— WHAT THE TASK ASKS —
Print every entry, word for word, and skip the images.

— RECORD EXCERPTS —
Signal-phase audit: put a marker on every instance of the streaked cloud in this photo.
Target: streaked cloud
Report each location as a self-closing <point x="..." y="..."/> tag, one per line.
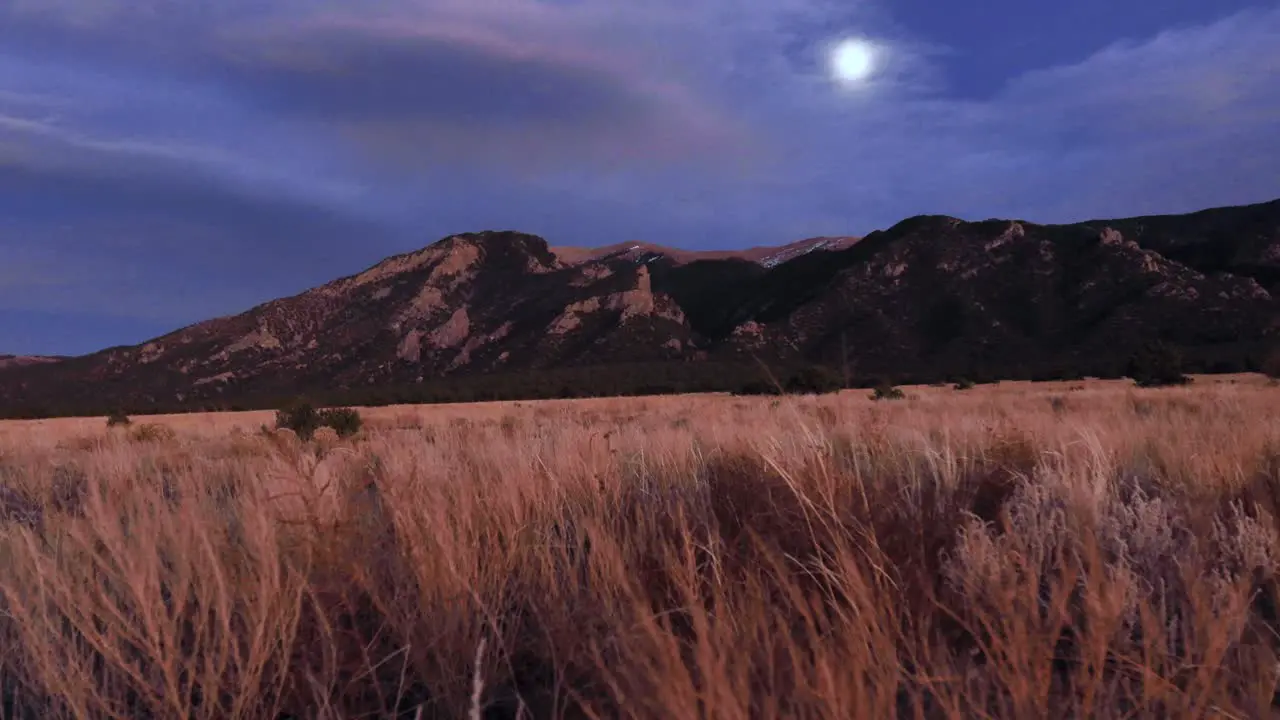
<point x="215" y="154"/>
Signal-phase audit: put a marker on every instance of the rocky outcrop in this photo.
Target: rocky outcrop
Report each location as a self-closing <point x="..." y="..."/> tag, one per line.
<point x="928" y="297"/>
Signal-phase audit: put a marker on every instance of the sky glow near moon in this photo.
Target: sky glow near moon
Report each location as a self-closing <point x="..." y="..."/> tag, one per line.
<point x="853" y="60"/>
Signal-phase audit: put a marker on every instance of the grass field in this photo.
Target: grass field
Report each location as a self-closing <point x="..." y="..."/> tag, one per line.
<point x="1011" y="551"/>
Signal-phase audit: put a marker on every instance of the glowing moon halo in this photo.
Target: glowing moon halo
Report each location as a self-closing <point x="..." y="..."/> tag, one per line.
<point x="853" y="60"/>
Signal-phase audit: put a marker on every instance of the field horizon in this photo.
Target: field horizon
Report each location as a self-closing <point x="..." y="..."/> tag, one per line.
<point x="1016" y="550"/>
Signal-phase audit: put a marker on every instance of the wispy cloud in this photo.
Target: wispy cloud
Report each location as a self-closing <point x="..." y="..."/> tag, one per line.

— EXPECTED ANSWER —
Signal-phase audit: put a marker on every instance of the streaked cloud in this photo.
Target: streaked cloud
Report each location as a self-closing <point x="..." y="..."/> tag, one per line.
<point x="215" y="154"/>
Signal-phase audit: put a marker on every instance of the rocky outcrop in this photo.
Target: rocky outcrop
Report each location as a self-closing <point x="..." y="..."/> tag, one per line.
<point x="928" y="297"/>
Signal-phase audit: put a marker on every instance of the sky glow near moon in this photo.
Target: sky glow near moon
Report each location as a self-closing <point x="..." y="..."/> tag, one per line.
<point x="853" y="60"/>
Signal-phase audit: put a marker on every instance of the grass field in this photo.
Target: grass field
Report each location as a self-closing <point x="..." y="..."/> tag, one per line.
<point x="1011" y="551"/>
Signal-phase audit: put a marker on every instance of the glowing moon halo in this photo.
Target: glowing moon halo
Report each location as a self-closing <point x="..." y="..."/> tag, one per line.
<point x="853" y="60"/>
Signal-phase audit: put a marker on every instance of the field horizon in this photo.
Target: field horizon
Report each location as a self-closing <point x="..." y="..."/> tag, one per line.
<point x="1016" y="550"/>
Signal-phase audit: put a marker on every instance of the wispy cloud in this photo.
Target: wispy cloud
Report each location as a self-closing <point x="..." y="..."/> tag, one per line.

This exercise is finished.